| Text segment |
- Birth name: Clarence Eugene Haskins
- Born: June 8, 1941 Elkhorn, West Virginia, U.S.
- Died: March 16, 2023 (aged 81) Grosse Pointe Woods, Michigan, U.S.
- Genres: R&B, funk
- Occupation(s): Musician, record producer
- Instrument(s): Vocals, guitar, drums
- Labels: Westbound, Ace

= Fuzzy Haskins =

American funk singer (1941–2023)

Clarence Eugene "Fuzzy" Haskins (June 8, 1941 – March 16, 2023) was an American singer. He performed with 1950s and 1960s doo-wop group, The Parliaments, and was a founding member of 1970s funk bands Parliament and Funkadelic, also known as Parliament-Funkadelic. He left Parliament-Funkadelic in 1977 to pursue a solo career. He is a member of the Rock and Roll Hall of Fame, inducted in 1997 with fifteen other members of Parliament-Funkadelic. In 2019, he and Parliament-Funkadelic were given Grammy Lifetime Achievement Awards.

| Data provided |
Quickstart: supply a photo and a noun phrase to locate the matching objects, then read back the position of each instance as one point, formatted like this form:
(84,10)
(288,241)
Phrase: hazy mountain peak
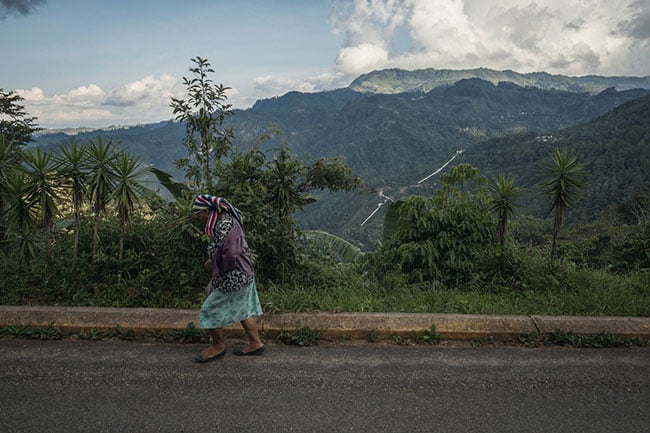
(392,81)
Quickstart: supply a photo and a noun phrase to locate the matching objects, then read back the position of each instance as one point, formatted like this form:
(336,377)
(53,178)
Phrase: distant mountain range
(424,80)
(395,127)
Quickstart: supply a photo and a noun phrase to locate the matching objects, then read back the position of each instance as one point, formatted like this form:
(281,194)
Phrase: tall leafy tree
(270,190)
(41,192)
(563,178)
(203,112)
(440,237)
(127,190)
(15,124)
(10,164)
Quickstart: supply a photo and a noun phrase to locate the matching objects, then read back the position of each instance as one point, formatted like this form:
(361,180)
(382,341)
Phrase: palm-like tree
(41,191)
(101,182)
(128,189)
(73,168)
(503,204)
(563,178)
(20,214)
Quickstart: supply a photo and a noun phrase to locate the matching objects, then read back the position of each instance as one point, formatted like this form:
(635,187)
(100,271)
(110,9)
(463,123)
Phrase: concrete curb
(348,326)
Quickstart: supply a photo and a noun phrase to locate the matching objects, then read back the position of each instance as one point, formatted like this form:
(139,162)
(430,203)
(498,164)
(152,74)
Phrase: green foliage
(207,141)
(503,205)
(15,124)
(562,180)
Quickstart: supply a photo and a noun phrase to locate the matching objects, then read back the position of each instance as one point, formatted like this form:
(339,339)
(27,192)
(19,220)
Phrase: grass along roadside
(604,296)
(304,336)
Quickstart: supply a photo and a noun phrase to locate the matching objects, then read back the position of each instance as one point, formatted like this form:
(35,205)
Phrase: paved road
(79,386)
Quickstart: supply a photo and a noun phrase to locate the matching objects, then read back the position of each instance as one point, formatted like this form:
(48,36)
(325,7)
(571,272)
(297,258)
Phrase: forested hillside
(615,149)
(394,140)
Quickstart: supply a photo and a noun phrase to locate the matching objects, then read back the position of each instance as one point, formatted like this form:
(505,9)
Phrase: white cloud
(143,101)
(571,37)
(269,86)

| Tasks |
(a) According to the text about Fuzzy Haskins, why did he leave Parliament-Funkadelic in 1977? Answer in one to three sentences.
(b) Continue the text about Fuzzy Haskins from the point where it stops.

| Results of the exercise |
(a) He left Parliament-Funkadelic in 1977 to pursue a solo career.

(b)
==Early life==
Haskins was born in Elkhorn, West Virginia, and grew up in New Jersey. Starting in the late 1950s, he was a founding member of doo wop vocal group The Parliaments, led by George Clinton. The group originated as a barbershop quintet in the back room of a barber shop on West 3rd Street in Plainfield, New Jersey. Haskins often sang lead in the group. They started traveling to Detroit, Michigan on weekends in order to audition for Motown Records and to participate in the fertile music scene there . The Parliaments released singles on several record labels, but did not have a hit until 1967 when "(I Wanna) Testify," on the small Detroit imprint Revilot Records, reached #3 on the Billboard R&B singles chart. The song was actually recorded by George Clinton and a group called The Holidays, as the other Parliaments didn't make it to Detroit that week. Revilot went out of business, and in the process, the group lost their name, The Parliaments.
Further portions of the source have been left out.